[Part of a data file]
+-------+
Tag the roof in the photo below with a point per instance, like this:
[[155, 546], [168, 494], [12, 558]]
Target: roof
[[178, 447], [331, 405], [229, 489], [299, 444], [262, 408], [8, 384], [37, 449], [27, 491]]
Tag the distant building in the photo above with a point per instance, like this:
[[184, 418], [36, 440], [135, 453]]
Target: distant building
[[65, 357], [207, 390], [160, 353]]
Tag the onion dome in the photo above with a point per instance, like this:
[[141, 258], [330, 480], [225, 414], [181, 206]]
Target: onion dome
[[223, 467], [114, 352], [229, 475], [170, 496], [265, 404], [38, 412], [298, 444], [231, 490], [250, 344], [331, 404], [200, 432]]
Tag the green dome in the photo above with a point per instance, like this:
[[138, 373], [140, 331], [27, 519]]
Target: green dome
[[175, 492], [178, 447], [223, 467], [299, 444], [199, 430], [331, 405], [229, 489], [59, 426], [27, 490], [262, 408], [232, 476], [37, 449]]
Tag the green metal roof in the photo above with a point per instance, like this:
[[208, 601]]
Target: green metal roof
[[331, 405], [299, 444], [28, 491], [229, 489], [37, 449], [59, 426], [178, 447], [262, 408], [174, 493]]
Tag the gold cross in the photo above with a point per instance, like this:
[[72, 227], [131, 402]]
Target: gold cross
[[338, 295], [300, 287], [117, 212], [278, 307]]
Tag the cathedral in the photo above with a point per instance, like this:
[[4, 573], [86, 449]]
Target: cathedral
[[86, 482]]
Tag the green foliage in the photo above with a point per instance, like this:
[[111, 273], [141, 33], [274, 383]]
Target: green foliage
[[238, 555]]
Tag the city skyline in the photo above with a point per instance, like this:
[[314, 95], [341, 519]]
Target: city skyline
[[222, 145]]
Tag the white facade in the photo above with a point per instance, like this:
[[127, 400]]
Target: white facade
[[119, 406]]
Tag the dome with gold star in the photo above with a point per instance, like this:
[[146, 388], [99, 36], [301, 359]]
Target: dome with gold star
+-------+
The exercise: Please quote the data above in full, with no line missing.

Task output:
Tag the roof in the photo below with a point per instance, like this:
[[155, 546], [168, 494], [12, 558]]
Target: roof
[[178, 447], [331, 405], [229, 489], [299, 444], [262, 408], [8, 384], [37, 449], [27, 491]]
Tag the distant building in the photo above with a point per instance, like this:
[[184, 418], [36, 440], [135, 453]]
Target: distant building
[[65, 357], [207, 390], [160, 353]]
Tag the onion dome in the photo above with a point per instance, like this:
[[141, 258], [330, 480], [225, 414], [181, 206]]
Target: onion dome
[[223, 467], [114, 352], [229, 475], [170, 496], [265, 404], [38, 412], [298, 444], [231, 490], [250, 344], [331, 404], [200, 432]]
Tag the green dome in the photo above with a point per instance, like this:
[[138, 373], [140, 331], [27, 519]]
Target: green dome
[[175, 492], [178, 447], [223, 467], [299, 444], [199, 430], [331, 405], [229, 489], [59, 426], [27, 490], [262, 408], [232, 476], [37, 449]]
Tag the green metal roof in the photo above with a point per instance, like this:
[[208, 601]]
Target: green metal roof
[[331, 405], [299, 444], [28, 491], [229, 489], [37, 449], [59, 426], [178, 447], [262, 408], [174, 493]]
Tag the gold cross in the photo above with a point per instance, like this:
[[72, 227], [131, 402]]
Target: gold cross
[[338, 295], [300, 287], [117, 212], [278, 307]]
Tag the cathedral in the photo above with a point per instance, like this:
[[4, 573], [86, 449]]
Target: cathedral
[[86, 482]]
Tag the green foliage in the photo above with a point per instance, like this:
[[111, 273], [141, 33], [274, 383]]
Target: green foliage
[[238, 555]]
Tag the city skyline in the photo above with a point per instance, like this:
[[314, 95], [341, 519]]
Target: city skyline
[[222, 145]]
Tag the white facade in the photo above with a point per instance, like this:
[[127, 400]]
Target: white facade
[[119, 406]]
Tag the dome with gold star in the photo above with a point per instance, like this:
[[146, 388], [99, 36], [301, 359]]
Target: dome with gold star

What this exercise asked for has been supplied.